§ GIVEN PROBLEM
List every line in the material below that contains the string "sandy", copying each line in full.

§ DATA FOR THIS TASK
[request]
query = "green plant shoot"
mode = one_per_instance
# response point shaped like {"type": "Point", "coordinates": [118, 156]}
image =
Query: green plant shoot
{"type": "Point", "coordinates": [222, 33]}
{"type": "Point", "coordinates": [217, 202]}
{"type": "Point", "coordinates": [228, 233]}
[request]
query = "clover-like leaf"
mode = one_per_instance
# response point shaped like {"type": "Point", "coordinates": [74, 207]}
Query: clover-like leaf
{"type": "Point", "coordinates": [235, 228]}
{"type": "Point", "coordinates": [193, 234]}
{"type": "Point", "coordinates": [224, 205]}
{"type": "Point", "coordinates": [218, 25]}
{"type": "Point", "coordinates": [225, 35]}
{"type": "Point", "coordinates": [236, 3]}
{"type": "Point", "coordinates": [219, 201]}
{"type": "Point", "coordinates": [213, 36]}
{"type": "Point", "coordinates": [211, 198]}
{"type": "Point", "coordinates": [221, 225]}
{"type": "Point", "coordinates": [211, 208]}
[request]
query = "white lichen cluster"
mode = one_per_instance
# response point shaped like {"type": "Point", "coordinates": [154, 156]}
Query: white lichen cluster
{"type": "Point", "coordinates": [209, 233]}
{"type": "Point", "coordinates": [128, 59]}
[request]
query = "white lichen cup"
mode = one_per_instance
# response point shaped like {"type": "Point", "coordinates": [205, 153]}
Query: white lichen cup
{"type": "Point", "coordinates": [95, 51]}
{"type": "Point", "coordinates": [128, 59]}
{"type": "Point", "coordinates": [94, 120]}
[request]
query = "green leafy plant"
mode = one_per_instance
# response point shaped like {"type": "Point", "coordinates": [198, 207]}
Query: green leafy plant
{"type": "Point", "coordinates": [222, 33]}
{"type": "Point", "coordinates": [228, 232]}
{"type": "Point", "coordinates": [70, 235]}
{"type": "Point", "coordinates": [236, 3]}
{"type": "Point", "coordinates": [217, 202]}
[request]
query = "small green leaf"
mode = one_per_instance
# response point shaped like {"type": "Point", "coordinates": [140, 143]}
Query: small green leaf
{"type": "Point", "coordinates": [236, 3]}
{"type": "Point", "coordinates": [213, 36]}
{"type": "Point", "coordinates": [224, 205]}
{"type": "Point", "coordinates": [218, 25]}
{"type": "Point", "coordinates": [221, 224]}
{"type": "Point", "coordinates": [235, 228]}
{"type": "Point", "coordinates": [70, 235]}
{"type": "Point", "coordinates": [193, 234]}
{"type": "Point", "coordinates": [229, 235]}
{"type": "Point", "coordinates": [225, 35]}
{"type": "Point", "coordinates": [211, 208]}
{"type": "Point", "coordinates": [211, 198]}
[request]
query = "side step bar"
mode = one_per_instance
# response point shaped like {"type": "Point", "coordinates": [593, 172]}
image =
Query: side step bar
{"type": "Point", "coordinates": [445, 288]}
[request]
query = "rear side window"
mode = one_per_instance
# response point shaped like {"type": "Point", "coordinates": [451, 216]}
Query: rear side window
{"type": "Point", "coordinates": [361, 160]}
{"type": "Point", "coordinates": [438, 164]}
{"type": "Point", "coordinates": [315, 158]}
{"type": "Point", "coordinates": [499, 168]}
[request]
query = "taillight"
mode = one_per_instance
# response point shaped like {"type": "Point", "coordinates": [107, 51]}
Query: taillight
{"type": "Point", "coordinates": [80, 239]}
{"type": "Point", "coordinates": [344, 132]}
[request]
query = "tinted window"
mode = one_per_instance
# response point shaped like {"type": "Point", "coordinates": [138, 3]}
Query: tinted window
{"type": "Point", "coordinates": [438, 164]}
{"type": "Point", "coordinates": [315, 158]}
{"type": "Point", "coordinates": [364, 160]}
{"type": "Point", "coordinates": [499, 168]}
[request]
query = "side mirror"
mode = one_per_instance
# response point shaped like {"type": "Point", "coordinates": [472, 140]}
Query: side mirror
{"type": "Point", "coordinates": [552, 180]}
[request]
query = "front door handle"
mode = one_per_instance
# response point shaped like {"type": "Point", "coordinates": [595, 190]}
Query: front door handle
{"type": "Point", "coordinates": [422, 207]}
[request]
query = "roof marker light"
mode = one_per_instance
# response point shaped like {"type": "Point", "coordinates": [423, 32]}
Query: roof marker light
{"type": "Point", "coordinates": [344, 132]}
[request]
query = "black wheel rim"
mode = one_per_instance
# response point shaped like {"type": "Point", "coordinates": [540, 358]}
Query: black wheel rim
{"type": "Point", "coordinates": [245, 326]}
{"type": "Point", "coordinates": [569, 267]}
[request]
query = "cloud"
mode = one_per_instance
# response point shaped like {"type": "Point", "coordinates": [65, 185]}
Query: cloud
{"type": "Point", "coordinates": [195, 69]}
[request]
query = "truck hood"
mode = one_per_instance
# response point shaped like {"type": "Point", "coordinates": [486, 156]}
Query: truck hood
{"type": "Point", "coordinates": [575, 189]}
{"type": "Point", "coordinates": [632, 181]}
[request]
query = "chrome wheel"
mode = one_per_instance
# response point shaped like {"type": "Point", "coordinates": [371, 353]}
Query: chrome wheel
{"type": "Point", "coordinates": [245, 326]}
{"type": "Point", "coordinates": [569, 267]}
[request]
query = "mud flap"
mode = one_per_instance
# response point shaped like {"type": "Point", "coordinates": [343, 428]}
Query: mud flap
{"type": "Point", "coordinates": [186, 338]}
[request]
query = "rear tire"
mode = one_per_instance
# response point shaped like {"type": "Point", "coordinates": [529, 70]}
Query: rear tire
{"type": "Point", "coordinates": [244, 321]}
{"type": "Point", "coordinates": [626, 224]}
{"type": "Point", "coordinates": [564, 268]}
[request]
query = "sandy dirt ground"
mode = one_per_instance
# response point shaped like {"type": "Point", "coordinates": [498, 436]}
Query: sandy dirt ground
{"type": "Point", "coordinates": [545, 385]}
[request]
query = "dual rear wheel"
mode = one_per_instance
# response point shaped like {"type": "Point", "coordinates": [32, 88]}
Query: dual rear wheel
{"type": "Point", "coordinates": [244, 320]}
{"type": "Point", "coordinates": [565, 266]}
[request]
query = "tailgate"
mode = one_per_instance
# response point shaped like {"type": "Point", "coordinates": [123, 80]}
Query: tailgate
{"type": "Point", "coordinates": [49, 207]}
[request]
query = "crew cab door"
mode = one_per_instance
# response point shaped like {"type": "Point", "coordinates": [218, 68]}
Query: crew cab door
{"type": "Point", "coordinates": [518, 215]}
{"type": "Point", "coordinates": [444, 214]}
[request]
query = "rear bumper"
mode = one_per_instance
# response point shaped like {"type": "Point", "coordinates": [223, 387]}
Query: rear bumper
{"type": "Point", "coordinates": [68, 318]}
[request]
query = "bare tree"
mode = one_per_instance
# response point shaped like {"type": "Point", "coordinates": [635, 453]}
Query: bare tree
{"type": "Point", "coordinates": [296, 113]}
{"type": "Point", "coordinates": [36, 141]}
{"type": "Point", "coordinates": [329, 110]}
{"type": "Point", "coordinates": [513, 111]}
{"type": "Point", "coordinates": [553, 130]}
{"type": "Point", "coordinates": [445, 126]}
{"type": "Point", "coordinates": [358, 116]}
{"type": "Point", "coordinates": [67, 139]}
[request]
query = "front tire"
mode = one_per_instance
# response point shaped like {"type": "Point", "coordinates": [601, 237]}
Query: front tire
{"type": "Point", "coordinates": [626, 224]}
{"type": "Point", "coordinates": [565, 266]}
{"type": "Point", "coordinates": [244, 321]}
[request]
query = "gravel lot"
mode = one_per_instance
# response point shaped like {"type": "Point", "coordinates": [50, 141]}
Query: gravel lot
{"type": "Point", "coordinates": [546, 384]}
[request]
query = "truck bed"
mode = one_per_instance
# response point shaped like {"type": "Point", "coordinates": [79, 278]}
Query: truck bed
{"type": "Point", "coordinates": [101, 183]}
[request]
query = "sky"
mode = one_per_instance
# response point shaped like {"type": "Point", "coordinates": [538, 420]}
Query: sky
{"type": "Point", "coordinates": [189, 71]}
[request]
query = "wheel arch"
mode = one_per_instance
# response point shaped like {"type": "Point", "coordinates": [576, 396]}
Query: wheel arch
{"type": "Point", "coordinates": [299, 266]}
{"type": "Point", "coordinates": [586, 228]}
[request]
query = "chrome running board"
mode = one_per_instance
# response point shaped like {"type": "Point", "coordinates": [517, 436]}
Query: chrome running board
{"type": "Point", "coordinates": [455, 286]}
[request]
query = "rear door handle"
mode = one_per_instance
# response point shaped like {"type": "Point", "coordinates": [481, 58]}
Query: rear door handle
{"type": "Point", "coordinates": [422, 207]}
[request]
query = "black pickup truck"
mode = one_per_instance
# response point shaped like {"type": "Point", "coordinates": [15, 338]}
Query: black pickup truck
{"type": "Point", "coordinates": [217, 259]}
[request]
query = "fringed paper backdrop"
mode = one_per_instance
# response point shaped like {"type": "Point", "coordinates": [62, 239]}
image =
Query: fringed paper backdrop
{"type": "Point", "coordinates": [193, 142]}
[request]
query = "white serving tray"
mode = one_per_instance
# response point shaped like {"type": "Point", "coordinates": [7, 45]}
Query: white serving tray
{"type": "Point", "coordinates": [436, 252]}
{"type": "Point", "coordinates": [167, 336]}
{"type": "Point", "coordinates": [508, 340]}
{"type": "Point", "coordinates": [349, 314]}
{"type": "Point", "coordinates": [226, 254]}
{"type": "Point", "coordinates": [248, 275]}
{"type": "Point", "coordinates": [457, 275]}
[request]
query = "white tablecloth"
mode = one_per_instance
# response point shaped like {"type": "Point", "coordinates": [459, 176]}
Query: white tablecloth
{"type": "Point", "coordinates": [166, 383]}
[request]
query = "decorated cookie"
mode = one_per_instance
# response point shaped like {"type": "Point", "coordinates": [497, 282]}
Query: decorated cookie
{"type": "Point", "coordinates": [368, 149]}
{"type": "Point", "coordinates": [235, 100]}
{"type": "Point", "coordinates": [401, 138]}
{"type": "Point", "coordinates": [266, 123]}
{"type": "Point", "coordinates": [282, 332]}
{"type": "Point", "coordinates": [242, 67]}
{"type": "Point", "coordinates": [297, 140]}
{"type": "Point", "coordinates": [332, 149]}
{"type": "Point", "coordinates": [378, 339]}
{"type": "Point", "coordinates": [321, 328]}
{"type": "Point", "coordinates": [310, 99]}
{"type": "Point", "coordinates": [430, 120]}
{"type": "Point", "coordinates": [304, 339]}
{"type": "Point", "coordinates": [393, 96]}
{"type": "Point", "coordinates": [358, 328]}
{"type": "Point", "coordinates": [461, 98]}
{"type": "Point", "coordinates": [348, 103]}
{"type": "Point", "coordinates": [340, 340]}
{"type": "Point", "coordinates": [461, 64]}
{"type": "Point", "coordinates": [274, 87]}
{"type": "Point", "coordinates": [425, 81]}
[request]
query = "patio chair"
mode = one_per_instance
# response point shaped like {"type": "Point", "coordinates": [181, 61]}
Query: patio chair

§ RIGHT ANSWER
query = "sandy dirt ground"
Query: sandy dirt ground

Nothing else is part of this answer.